◆ **Source document**:

The shrinking of a memory cell region of a nonvolatile semiconductor memory device is progressing more and more.

However, part of the mask pattern may fall down or divide according to shrinking of memory cell region. It is preferable to suppress such falling down and dividing of the mask pattern.

BRIEF DESCRIPTION OF THE DRAWINGS

FIG. 1 is an example of a schematic plan view showing a pattern layout of part of a memory cell region of a nonvolatile semiconductor memory device according to an embodiment;

FIG. 2A and FIG. 2B are examples of schematic cross-sectional views of the nonvolatile semiconductor memory device of a nonvolatile semiconductor memory layer according to the embodiment;

FIG. 3A to FIG. 16B are examples of schematic views showing the manufacturing process of the nonvolatile semiconductor memory device according to the embodiment;

FIG. 17A to FIG. 18B are examples of schematic views showing the manufacturing process of a nonvolatile semiconductor memory device according to a comparative example; and

FIG. 19A to FIG. 20B are examples of schematic views showing effects of the manufacturing process of the nonvolatile semiconductor memory device according to the embodiment.

DETAILED DESCRIPTION

In general, according to one embodiment, a semiconductor memory device includes: a first semiconductor region extending in a first direction; second semiconductor regions extending in a second direction crossing the first direction from the first semiconductor region and arranged in the first direction; and a first element isolation region provided between the second semiconductor regions. A width of the first semiconductor region in the second direction is wider than a width of the second semiconductor region in the first direction.

Hereinbelow, embodiments are described with reference to the drawings. In the following description, identical components are marked with the same reference numerals, and a description of components once described is omitted as appropriate.

FIG. 1 is an example of a schematic plan view showing the pattern layout of part of a memory cell region of a nonvolatile semiconductor memory device according to an embodiment.

In a nonvolatile semiconductor memory device 1, a semiconductor region 11a extending in the X-direction and semiconductor regions 11b (element regions) extending in the Y direction from the semiconductor region 11a are provided. The semiconductor regions 11b are arranged in the X-direction. The width Wb of the semiconductor region 11b is smaller than the resolution limit by a lithography apparatus. An element isolation region 50 is provided between semiconductor regions 11b. The width Wa of the semiconductor region 11a is wider than the width Wb of the semiconductor region 11b. The spacing in the X-direction between semiconductor regions 11b is almost equal to the width Wb. In the Y-direction, the distances between the ends of the element isolation regions 50 and an end of the semiconductor region 11a on the opposite side to the semiconductor regions 11b are almost the same. In other words, the ends of the element isolation regions 50 may be aligned on an almost straight line in the X-direction.

◆ **The problem**:
In one to three sentences, explain what the memory device text gives as the cause of part of the mask pattern falling down or dividing. The material after this point comes from a separate source.

◆ **Provided data**:
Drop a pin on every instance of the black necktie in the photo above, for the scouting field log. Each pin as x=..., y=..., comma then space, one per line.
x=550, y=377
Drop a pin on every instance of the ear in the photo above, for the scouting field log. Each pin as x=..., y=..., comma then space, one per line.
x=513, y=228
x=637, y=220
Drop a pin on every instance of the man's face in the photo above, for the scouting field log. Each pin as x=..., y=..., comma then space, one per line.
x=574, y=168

...

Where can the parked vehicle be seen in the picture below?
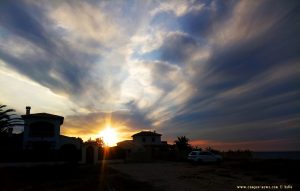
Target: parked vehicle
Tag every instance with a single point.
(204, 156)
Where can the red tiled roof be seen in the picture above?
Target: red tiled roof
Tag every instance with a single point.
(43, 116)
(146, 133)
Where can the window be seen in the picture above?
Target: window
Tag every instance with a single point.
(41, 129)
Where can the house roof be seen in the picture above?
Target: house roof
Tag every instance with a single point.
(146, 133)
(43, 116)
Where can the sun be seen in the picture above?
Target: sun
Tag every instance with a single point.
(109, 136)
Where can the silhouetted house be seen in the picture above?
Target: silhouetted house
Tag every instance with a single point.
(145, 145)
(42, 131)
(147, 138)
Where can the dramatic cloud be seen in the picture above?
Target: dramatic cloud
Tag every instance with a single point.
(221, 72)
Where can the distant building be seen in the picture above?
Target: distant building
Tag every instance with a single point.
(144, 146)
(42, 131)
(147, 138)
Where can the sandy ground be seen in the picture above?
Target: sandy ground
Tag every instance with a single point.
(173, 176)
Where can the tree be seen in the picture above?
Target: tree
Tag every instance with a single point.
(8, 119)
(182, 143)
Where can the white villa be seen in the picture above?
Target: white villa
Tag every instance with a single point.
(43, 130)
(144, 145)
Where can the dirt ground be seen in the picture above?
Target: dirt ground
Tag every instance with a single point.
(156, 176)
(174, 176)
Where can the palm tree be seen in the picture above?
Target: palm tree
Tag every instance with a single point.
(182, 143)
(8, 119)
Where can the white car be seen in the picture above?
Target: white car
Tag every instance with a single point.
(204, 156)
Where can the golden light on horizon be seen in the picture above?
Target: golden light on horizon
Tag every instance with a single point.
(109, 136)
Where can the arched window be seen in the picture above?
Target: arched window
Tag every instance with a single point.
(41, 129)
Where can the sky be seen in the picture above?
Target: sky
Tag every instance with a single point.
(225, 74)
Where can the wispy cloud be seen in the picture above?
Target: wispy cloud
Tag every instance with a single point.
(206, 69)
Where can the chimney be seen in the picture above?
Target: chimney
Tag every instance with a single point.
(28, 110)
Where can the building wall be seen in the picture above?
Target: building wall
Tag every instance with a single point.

---

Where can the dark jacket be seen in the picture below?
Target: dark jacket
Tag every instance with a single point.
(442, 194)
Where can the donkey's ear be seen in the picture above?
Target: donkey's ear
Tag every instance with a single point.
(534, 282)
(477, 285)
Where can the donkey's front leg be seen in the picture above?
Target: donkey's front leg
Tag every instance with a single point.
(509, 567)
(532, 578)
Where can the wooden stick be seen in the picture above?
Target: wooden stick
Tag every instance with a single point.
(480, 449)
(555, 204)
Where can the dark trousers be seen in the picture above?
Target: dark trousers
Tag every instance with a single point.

◆ **Result for this exercise**:
The text blames the shrinking of the memory cell region in nonvolatile semiconductor memory devices, which it says is progressing more and more. As that region shrinks, part of the mask pattern may fall down or divide, so the text says it is preferable to suppress this.